The problem
Reproduce everything from the start of the records down to the line containing "286 242 L 286", keeping that line as well.
═════ Working data ═════
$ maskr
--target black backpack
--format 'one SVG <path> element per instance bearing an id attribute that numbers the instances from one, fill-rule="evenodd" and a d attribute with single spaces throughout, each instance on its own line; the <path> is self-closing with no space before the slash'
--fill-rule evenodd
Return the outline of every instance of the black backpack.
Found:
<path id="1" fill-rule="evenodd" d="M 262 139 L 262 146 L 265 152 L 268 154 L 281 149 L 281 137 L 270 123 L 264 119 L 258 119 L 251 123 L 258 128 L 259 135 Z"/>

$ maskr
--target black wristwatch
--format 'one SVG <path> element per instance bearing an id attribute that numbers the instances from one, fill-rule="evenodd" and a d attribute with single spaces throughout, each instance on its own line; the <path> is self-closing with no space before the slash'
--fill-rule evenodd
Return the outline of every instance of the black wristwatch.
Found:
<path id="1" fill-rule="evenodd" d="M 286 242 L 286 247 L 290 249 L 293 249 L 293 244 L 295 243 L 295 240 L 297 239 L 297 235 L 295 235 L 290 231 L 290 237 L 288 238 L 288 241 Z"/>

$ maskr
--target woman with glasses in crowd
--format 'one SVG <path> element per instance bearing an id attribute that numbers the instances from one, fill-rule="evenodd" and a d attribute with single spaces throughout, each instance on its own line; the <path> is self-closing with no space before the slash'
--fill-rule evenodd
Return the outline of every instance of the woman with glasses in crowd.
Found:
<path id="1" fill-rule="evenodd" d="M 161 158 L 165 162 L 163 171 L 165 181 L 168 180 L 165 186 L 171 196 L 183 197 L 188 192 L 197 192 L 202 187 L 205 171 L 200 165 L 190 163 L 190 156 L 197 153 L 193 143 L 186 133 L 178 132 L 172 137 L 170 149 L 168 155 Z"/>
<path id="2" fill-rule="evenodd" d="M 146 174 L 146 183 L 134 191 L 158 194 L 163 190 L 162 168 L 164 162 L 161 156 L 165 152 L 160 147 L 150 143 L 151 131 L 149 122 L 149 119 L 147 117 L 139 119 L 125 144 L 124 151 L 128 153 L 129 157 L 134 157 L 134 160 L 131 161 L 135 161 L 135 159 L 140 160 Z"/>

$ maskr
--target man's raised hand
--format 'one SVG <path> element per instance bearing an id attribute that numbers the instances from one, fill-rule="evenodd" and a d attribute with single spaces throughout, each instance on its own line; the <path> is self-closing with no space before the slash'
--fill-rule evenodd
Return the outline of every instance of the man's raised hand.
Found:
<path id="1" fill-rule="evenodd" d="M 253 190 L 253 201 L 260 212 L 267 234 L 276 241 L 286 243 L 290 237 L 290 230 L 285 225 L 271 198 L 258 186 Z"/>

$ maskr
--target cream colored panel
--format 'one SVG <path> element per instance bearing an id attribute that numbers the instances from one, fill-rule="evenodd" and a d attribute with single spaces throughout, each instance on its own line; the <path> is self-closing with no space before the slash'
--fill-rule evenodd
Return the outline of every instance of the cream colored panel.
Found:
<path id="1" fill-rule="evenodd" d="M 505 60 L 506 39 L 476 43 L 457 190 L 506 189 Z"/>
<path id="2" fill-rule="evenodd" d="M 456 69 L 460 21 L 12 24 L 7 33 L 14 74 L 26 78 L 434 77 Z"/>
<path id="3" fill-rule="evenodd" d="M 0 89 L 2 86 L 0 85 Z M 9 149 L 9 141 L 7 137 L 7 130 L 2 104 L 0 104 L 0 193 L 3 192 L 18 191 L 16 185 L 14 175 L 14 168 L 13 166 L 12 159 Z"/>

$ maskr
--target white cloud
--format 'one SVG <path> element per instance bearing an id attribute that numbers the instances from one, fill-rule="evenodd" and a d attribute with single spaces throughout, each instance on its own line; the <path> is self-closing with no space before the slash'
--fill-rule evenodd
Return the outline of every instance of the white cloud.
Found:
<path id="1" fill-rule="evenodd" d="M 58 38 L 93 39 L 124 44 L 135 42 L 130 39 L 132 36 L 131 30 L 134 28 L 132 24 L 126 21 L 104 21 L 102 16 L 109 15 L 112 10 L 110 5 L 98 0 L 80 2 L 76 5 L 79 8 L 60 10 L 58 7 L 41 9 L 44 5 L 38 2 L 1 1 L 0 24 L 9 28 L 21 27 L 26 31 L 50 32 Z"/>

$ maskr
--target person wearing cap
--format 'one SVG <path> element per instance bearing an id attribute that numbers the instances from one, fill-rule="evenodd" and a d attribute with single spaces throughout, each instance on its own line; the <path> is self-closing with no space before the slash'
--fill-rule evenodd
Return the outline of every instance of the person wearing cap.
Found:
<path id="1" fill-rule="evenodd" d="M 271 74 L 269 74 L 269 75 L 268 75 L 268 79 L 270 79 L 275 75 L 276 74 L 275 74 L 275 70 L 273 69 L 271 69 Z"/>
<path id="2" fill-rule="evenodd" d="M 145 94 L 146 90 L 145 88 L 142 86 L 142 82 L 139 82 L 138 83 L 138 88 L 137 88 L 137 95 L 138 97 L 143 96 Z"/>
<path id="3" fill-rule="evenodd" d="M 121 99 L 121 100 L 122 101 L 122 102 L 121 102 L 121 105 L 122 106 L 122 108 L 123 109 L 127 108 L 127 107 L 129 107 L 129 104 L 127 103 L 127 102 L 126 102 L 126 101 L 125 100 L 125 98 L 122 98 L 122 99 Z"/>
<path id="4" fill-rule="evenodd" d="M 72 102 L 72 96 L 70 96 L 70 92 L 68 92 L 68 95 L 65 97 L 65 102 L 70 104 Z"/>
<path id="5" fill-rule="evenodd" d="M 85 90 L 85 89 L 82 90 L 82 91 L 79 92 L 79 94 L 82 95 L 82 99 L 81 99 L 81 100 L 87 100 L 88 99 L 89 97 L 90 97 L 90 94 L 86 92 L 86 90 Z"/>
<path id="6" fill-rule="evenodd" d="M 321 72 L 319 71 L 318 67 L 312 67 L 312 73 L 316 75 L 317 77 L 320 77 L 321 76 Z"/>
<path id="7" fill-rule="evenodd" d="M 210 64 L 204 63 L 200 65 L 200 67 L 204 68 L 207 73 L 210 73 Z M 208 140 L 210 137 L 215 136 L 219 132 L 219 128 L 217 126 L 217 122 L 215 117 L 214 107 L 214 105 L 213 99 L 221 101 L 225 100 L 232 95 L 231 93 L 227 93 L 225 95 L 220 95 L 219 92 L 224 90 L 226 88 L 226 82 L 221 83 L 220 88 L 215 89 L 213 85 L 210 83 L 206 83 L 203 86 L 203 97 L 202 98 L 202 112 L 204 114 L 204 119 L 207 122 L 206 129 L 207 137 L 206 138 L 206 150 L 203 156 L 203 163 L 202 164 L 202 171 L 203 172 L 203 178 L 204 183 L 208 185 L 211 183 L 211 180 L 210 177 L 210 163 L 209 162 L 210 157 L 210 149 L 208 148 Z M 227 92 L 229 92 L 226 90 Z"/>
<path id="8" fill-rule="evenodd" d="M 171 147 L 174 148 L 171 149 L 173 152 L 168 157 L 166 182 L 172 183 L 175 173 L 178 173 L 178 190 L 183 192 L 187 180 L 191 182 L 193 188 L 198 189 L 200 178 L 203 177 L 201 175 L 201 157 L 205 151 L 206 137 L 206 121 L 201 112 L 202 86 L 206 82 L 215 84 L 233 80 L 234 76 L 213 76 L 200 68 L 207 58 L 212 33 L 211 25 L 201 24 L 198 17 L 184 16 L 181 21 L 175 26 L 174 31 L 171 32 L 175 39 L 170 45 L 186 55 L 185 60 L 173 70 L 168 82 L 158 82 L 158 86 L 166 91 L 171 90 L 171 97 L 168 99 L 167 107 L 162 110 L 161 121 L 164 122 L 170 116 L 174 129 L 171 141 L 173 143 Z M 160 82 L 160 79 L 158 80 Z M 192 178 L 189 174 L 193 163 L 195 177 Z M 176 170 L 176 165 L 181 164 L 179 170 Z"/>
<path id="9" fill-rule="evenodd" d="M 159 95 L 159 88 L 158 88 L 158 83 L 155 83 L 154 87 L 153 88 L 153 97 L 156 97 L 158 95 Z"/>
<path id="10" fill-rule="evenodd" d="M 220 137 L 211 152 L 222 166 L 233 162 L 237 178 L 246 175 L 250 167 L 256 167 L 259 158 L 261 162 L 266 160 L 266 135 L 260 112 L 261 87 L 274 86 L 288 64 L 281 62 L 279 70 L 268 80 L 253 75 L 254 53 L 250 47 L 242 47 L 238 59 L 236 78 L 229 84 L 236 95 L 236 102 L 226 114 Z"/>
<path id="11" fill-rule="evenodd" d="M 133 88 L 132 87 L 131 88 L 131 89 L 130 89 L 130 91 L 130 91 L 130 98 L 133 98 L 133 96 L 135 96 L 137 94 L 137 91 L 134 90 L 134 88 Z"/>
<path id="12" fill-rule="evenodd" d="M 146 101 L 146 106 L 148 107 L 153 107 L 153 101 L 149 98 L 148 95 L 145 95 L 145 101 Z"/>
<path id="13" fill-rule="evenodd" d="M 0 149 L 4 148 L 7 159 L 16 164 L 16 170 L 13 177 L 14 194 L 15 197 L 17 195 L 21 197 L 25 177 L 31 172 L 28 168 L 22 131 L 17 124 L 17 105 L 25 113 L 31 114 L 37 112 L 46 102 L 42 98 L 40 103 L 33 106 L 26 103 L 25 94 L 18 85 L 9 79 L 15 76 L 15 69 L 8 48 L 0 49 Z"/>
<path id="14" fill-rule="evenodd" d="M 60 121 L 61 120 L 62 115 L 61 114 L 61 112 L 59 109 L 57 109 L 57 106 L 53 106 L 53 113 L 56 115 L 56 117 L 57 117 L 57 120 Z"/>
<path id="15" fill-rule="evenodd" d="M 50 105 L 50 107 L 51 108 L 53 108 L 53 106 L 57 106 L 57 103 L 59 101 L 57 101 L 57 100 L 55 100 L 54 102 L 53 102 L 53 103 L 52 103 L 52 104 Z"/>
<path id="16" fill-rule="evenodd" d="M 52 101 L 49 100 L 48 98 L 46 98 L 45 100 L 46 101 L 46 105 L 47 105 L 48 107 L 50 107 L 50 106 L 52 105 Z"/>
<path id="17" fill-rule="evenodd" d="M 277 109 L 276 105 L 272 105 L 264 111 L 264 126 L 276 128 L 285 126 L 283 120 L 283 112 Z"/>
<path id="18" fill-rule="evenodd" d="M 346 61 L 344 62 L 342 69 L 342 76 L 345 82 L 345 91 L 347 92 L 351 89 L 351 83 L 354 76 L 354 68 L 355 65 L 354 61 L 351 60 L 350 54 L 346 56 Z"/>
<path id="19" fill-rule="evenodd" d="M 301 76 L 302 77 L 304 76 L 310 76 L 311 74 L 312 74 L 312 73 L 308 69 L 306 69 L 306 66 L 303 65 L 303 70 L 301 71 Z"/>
═════
Answer for the task
$ maskr
--target black backpack
--format 'one SVG <path> element per instance bearing an id attribute that numbers the instances from one, fill-rule="evenodd" and a d attribute with single spaces throughout, each instance on its own line; the <path> is self-closing with no space before the slash'
--fill-rule evenodd
Return the outline of every instance of the black backpack.
Found:
<path id="1" fill-rule="evenodd" d="M 262 139 L 262 146 L 265 152 L 268 154 L 281 149 L 281 137 L 270 123 L 264 119 L 258 119 L 251 123 L 258 128 L 259 135 Z"/>

$ maskr
--target black wristwatch
--format 'one SVG <path> element per instance bearing an id attribute that numbers the instances from one, fill-rule="evenodd" and a d attribute with single spaces throughout, each instance on its own line; the <path> is self-closing with no space before the slash'
--fill-rule evenodd
Return the outline of every instance of the black wristwatch.
Found:
<path id="1" fill-rule="evenodd" d="M 286 242 L 286 247 L 290 249 L 293 249 L 293 244 L 295 243 L 295 240 L 297 239 L 297 235 L 295 235 L 290 231 L 290 237 L 288 238 L 288 241 Z"/>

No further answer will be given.